CONSIGNES
1. Résumez l'article sur Ishirô Honda en deux phrases.
2. Reproduisez le passage de l'article sur Ishirô Honda compris entre « Les monstres géants » et « une note mélancolique. », bornes incluses.

TEXTE SOURCE
* * * * * * * * *
Légendes : Ishiro Honda 2ème partie

Les monstres géants ne seront pas le seul cadeau que fera Ishirô Honda à la science-fiction : entre mutants, odyssées sous-marines et un choc des mondes, sa filmographie continuera à explorer l’imaginaire, avant de s’achever sur une note mélancolique.

 

Responsable de quelques-unes des plus belles réussites du kaiju eiga, depuis le matriciel Godzilla en 1954 jusqu’à Les Envahisseurs attaquent en 1968, Ishirô Honda n’est cependant pas du genre à verser dans l’autosatisfaction. Il aurait même tendance à se juger sévèrement. « Avec Eiji Tsuburaya, mon responsable des effets spéciaux, nous avions pris l’habitude de regarder nos films ensemble et de leur donner des notes. Inévitablement, nous en venions aux mêmes questions pendant la projection : « Combien tu lui mettrais à celui-là ? Soixante-dix sur cent ? ». « Non, plutôt un petit soixante » répondais-je dans les meilleurs cas. On se remettait au travail en essayant toujours de progresser, de tirer des enseignements de chaque tournage, de chaque erreur… Sans doute qu’avec des moyens supplémentaires, mes films auraient été meilleurs en ce qui concerne les effets spéciaux. Aucun ne me satisfait pleinement. Pas même le premier Godzilla. Lorsque je le revois, je trouve que l’enchaînement des séquences ressemble parfois à du travail d’amateur. On doit garder à l’esprit qu’un film est éternel, qu’il vous survivra. Ce qui pousse à être exigeant. » Et le cinéaste l’est, bien davantage que ses collègues de la Toho. « J’en suis arrivé à m’inquiéter pour ma santé ; je perdais environ quatre kilos sur chaque tournage. Parfois, je me demandais si j’allais avoir suffisamment d’énergie pour aller jusqu’au bout. »
* * * * * * * * *
DONNÉES ENREGISTRÉES
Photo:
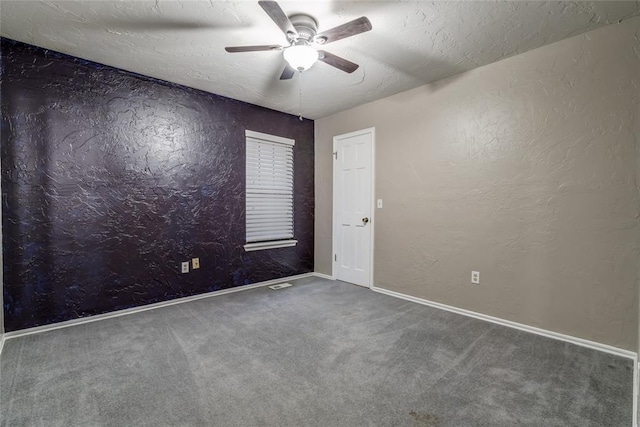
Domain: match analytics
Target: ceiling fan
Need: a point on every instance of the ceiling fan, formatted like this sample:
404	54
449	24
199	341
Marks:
303	37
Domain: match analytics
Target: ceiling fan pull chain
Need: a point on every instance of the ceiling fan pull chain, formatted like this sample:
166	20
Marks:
300	95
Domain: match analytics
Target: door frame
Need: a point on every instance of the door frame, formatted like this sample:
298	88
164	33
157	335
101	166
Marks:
336	199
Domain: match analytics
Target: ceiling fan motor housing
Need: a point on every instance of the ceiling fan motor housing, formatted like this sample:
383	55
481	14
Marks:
305	25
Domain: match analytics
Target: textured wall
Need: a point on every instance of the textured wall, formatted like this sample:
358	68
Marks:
526	170
110	180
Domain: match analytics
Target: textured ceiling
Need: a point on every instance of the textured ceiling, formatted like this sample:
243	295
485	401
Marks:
412	43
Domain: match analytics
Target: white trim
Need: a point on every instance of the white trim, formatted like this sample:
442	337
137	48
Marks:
267	137
635	392
125	312
334	231
269	245
515	325
324	276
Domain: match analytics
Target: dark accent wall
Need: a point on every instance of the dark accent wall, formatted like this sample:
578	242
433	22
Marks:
111	179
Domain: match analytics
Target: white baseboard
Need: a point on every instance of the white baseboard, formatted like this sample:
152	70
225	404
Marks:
133	310
532	329
324	276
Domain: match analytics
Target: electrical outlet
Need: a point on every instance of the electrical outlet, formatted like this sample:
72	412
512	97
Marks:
475	277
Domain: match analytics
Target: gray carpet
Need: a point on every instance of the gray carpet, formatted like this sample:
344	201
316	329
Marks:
320	353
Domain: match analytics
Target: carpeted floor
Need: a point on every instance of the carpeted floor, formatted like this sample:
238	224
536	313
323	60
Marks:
320	353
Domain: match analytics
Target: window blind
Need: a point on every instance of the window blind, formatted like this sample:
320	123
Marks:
269	192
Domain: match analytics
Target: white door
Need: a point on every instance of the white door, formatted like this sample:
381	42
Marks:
353	210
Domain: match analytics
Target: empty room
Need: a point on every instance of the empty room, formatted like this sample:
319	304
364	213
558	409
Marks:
320	213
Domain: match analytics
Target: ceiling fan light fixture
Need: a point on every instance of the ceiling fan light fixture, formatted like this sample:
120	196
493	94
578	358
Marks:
300	57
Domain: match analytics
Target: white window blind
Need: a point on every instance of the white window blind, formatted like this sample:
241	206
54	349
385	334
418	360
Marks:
269	192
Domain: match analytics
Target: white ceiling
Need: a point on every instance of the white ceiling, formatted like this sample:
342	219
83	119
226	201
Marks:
412	42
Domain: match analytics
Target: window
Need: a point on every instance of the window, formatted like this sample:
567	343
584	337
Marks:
269	197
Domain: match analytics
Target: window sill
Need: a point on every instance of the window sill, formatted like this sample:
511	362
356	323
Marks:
269	245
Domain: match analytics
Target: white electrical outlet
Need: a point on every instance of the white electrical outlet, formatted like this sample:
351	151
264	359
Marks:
475	277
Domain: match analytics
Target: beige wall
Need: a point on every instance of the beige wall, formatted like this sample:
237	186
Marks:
525	170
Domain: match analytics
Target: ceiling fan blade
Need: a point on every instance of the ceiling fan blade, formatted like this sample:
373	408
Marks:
357	26
335	61
276	13
287	73
235	49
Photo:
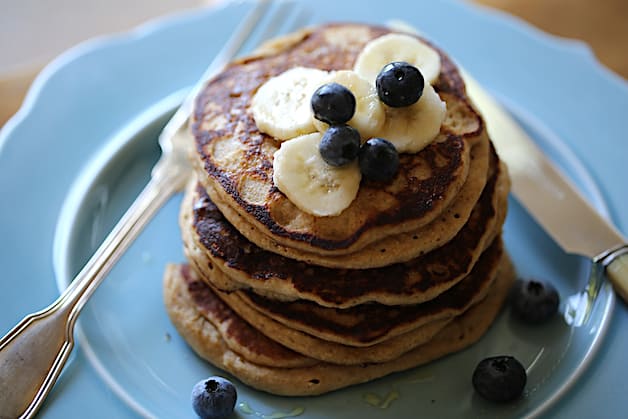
* * * * * * * * *
LISTE DES SOLUTIONS
1. Bien qu'auteur de grandes réussites du kaiju eiga, de Godzilla en 1954 aux Envahisseurs attaquent en 1968, Ishirô Honda se jugeait sévèrement : il notait ses films avec Eiji Tsuburaya et n'était pleinement satisfait d'aucun, pas même du premier Godzilla. Conscient qu'un film survit à son auteur, il s'imposait une exigence telle qu'il perdait environ quatre kilos à chaque tournage.

2.
Les monstres géants ne seront pas le seul cadeau que fera Ishirô Honda à la science-fiction : entre mutants, odyssées sous-marines et un choc des mondes, sa filmographie continuera à explorer l’imaginaire, avant de s’achever sur une note mélancolique.